### DATA EXTRACT
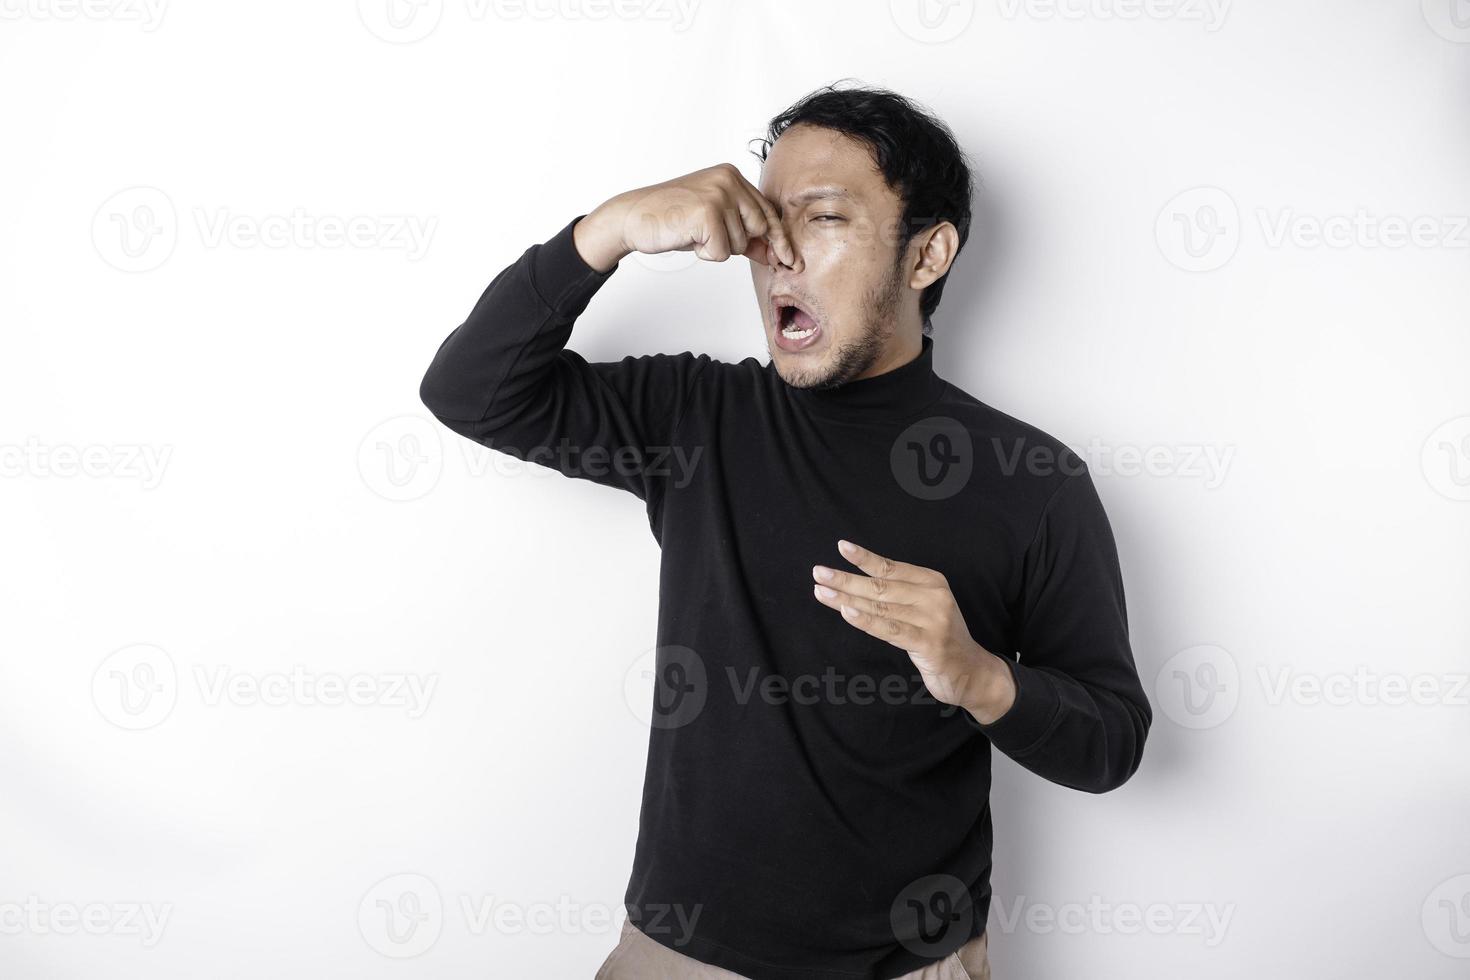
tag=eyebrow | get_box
[781,187,855,208]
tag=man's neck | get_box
[854,327,924,381]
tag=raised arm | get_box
[419,167,798,518]
[418,213,710,510]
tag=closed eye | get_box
[812,214,844,223]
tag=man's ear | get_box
[906,222,960,291]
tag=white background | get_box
[3,1,1468,977]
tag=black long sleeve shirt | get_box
[419,215,1151,979]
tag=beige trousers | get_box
[594,919,990,980]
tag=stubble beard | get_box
[774,253,906,391]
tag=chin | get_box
[771,346,840,389]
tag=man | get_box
[419,83,1151,980]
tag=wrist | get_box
[573,201,631,274]
[962,648,1017,727]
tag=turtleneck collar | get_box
[772,333,948,423]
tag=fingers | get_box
[695,208,733,262]
[833,602,927,651]
[719,204,748,258]
[721,165,797,269]
[697,193,763,264]
[812,580,929,629]
[741,192,798,270]
[812,563,925,606]
[744,234,773,267]
[810,539,953,652]
[835,540,946,587]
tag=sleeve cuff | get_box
[975,657,1064,757]
[528,213,618,312]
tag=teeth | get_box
[781,325,816,339]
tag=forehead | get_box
[759,123,896,212]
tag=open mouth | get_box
[771,293,822,352]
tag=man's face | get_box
[752,123,915,389]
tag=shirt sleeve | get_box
[976,468,1152,793]
[418,214,710,521]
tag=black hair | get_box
[752,80,975,334]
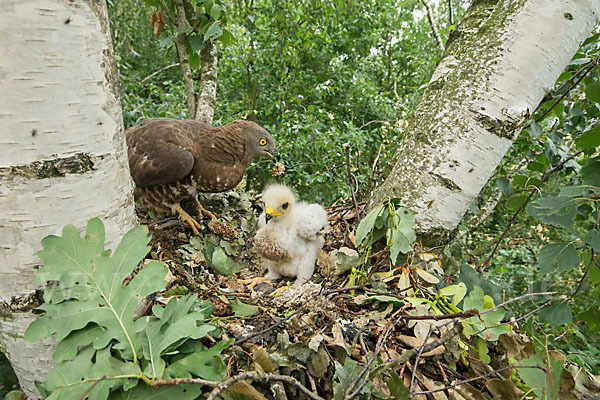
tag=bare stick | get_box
[413,365,547,396]
[410,324,434,394]
[345,145,361,222]
[206,372,324,400]
[140,63,180,84]
[371,143,384,175]
[154,377,218,387]
[535,60,597,123]
[235,307,305,346]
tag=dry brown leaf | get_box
[223,382,268,400]
[418,373,448,400]
[271,162,285,176]
[486,378,523,400]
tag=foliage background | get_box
[106,0,600,377]
[109,0,460,204]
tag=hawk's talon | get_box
[239,277,273,290]
[176,205,201,235]
[270,285,291,298]
[193,197,217,220]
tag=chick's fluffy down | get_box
[254,185,329,287]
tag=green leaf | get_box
[142,296,218,379]
[206,246,238,276]
[518,349,564,400]
[333,358,370,400]
[355,204,384,248]
[476,336,490,363]
[537,242,580,274]
[581,157,600,187]
[165,339,232,381]
[53,324,105,361]
[462,286,508,341]
[220,28,236,45]
[188,34,203,53]
[363,295,404,307]
[527,193,577,229]
[387,370,411,399]
[506,194,527,211]
[585,81,600,103]
[584,229,600,251]
[204,21,223,41]
[112,382,204,400]
[388,207,416,264]
[439,282,467,305]
[529,121,542,138]
[578,307,600,332]
[158,34,175,47]
[575,126,600,150]
[496,176,512,196]
[210,3,221,20]
[518,351,547,399]
[26,221,167,353]
[538,299,572,326]
[230,299,259,317]
[40,347,139,400]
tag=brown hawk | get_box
[126,118,279,234]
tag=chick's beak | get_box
[265,206,283,224]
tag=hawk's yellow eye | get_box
[259,138,267,146]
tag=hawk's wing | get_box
[126,119,195,187]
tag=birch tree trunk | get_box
[195,41,219,123]
[370,0,600,245]
[0,1,137,397]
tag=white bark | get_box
[0,0,137,397]
[371,0,600,244]
[195,41,219,123]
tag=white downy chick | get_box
[254,184,329,287]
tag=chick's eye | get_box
[259,138,267,146]
[282,202,288,209]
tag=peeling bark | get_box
[370,0,600,245]
[0,1,137,397]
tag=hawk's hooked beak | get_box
[267,148,280,162]
[265,206,282,224]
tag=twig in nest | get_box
[412,364,547,396]
[410,324,435,394]
[235,307,305,346]
[344,144,361,222]
[206,372,324,400]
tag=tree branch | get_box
[206,372,324,400]
[170,0,196,117]
[421,0,444,52]
[478,151,582,270]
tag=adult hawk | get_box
[126,118,279,234]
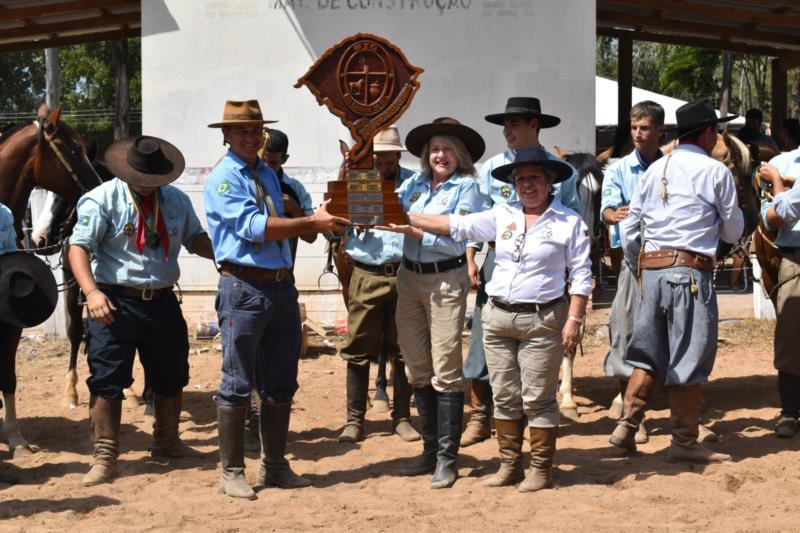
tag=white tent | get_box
[595,76,745,126]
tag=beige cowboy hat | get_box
[373,126,407,153]
[207,100,278,128]
[405,117,485,162]
[105,135,186,188]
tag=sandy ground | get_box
[1,293,798,532]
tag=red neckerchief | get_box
[130,187,170,261]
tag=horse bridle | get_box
[32,118,90,195]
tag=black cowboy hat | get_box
[105,136,186,188]
[0,251,58,328]
[491,146,572,184]
[676,99,737,137]
[405,117,485,163]
[485,97,561,129]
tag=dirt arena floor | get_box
[1,294,798,532]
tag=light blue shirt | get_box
[0,202,18,256]
[600,150,651,249]
[346,166,413,266]
[70,178,205,289]
[205,151,292,269]
[619,144,744,266]
[764,148,800,246]
[397,171,483,263]
[279,171,314,216]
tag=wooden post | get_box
[720,52,732,130]
[771,57,787,146]
[617,34,633,129]
[45,47,60,109]
[113,39,130,140]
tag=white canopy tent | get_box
[595,76,745,126]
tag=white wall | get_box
[142,0,596,319]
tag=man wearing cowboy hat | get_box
[459,96,581,447]
[611,99,743,464]
[205,100,349,499]
[68,135,215,486]
[337,126,418,444]
[756,141,800,438]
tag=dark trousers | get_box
[216,276,301,407]
[86,291,189,400]
[778,370,800,418]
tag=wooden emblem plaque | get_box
[295,33,423,226]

### TASK REQUIREMENTS
Copy all of the data word for word, and keep the pictures out of it.

### WRITTEN RESPONSE
tag=eyebrow | get_box
[781,187,855,208]
tag=man's neck | get_box
[854,327,924,381]
tag=raised arm | get_box
[419,167,798,518]
[418,213,710,510]
tag=closed eye | get_box
[812,214,844,223]
tag=man's ear | get_box
[906,222,960,291]
tag=white background | get_box
[3,1,1468,977]
tag=black long sleeve shirt | get_box
[419,215,1151,979]
tag=beige trousers | get_box
[594,919,990,980]
tag=stubble beard | get_box
[774,253,906,391]
tag=chin | get_box
[771,346,840,389]
tag=man | get_box
[419,83,1151,980]
tag=wrist | get_box
[573,201,631,274]
[962,648,1017,727]
tag=turtleneck collar | get_box
[772,333,948,423]
tag=fingers | get_box
[695,208,733,262]
[833,602,927,651]
[719,204,748,258]
[721,165,797,269]
[697,193,763,264]
[812,580,929,629]
[741,192,798,270]
[812,563,925,606]
[744,234,773,267]
[810,539,953,652]
[835,540,946,587]
tag=sleeve cuff | get_box
[975,657,1064,757]
[528,213,618,312]
tag=teeth | get_box
[781,325,816,339]
tag=forehead | get_box
[759,123,896,212]
tag=open mouth | get_box
[771,293,822,352]
tag=man's face | get_box
[752,123,915,389]
tag=shirt sleeve | get_box
[976,468,1152,793]
[418,214,710,521]
tag=black hair | get_box
[752,80,975,334]
tag=bare stick | get_box
[413,365,547,396]
[410,324,434,394]
[345,145,361,222]
[206,372,324,400]
[140,63,180,84]
[371,143,384,175]
[154,377,218,387]
[535,60,597,123]
[235,307,305,346]
tag=dry brown leaf | get_box
[223,382,268,400]
[418,373,448,400]
[271,162,285,176]
[486,378,523,400]
tag=foliage background | get_box
[106,0,600,377]
[109,0,460,204]
tag=hawk's talon | get_box
[239,277,273,290]
[176,205,201,235]
[270,285,291,298]
[193,197,217,220]
tag=chick's fluffy down | get_box
[254,185,329,287]
tag=green leaf | get_box
[142,296,218,379]
[206,246,238,276]
[518,349,564,400]
[333,358,370,400]
[355,204,384,248]
[476,336,490,363]
[537,242,580,274]
[581,157,600,187]
[165,339,232,381]
[53,324,105,361]
[462,286,508,341]
[220,28,236,45]
[188,34,203,53]
[363,295,404,307]
[527,193,577,229]
[387,370,411,399]
[506,194,527,211]
[585,81,600,103]
[584,229,600,251]
[204,21,223,41]
[112,382,204,400]
[388,207,416,264]
[439,282,467,305]
[529,121,542,138]
[578,307,600,332]
[158,34,175,47]
[575,126,600,150]
[496,176,512,196]
[210,3,221,20]
[518,351,547,399]
[26,221,167,353]
[538,299,572,326]
[230,299,259,317]
[40,347,139,400]
tag=brown hawk | get_box
[126,118,279,234]
tag=chick's beak | get_box
[265,206,283,224]
tag=hawk's yellow eye | get_box
[259,138,267,146]
tag=hawk's wing | get_box
[126,119,195,187]
tag=birch tree trunk | get_box
[195,41,219,123]
[370,0,600,245]
[0,1,137,397]
tag=white bark | get_box
[0,0,137,397]
[371,0,600,244]
[195,41,219,123]
tag=white downy chick | get_box
[254,184,329,287]
tag=chick's eye | get_box
[259,138,267,146]
[282,202,288,209]
tag=peeling bark | get_box
[370,0,600,245]
[0,1,137,397]
tag=hawk's hooked beak | get_box
[267,148,280,162]
[265,206,282,224]
tag=twig in nest | get_box
[412,364,547,396]
[410,324,435,394]
[235,307,305,346]
[344,144,361,222]
[206,372,324,400]
tag=tree branch | get_box
[206,372,324,400]
[170,0,196,117]
[421,0,444,52]
[478,151,582,270]
tag=adult hawk | get_box
[126,118,279,234]
tag=white tent | get_box
[595,76,745,126]
tag=beige cowboy hat | get_box
[373,126,407,153]
[207,100,278,128]
[405,117,485,162]
[105,135,186,188]
tag=sandy ground | get_box
[1,293,798,532]
tag=red neckerchief | get_box
[130,187,170,261]
tag=horse bridle | get_box
[32,118,90,195]
tag=black cowboy hat | get_box
[105,136,186,188]
[0,251,58,328]
[491,146,572,184]
[676,99,737,137]
[405,117,485,163]
[485,97,561,129]
tag=dirt arena floor | get_box
[1,294,798,532]
tag=light blue shirt | get_box
[0,202,18,256]
[600,150,651,249]
[346,166,413,266]
[70,178,205,289]
[205,151,292,269]
[619,144,744,266]
[764,148,800,246]
[397,171,483,263]
[279,171,314,216]
tag=wooden post | get_box
[720,52,732,130]
[771,57,787,146]
[617,34,633,129]
[45,47,60,109]
[113,39,130,140]
tag=white canopy tent | get_box
[595,76,745,126]
tag=white wall | get_box
[142,0,596,319]
tag=man wearing cowboy hat | get_box
[459,96,581,447]
[611,99,743,464]
[205,100,349,499]
[68,135,215,486]
[337,126,418,444]
[756,141,800,438]
tag=dark trousers | get_box
[216,276,301,407]
[86,291,189,400]
[778,370,800,418]
tag=wooden emblem plaque | get_box
[295,33,423,226]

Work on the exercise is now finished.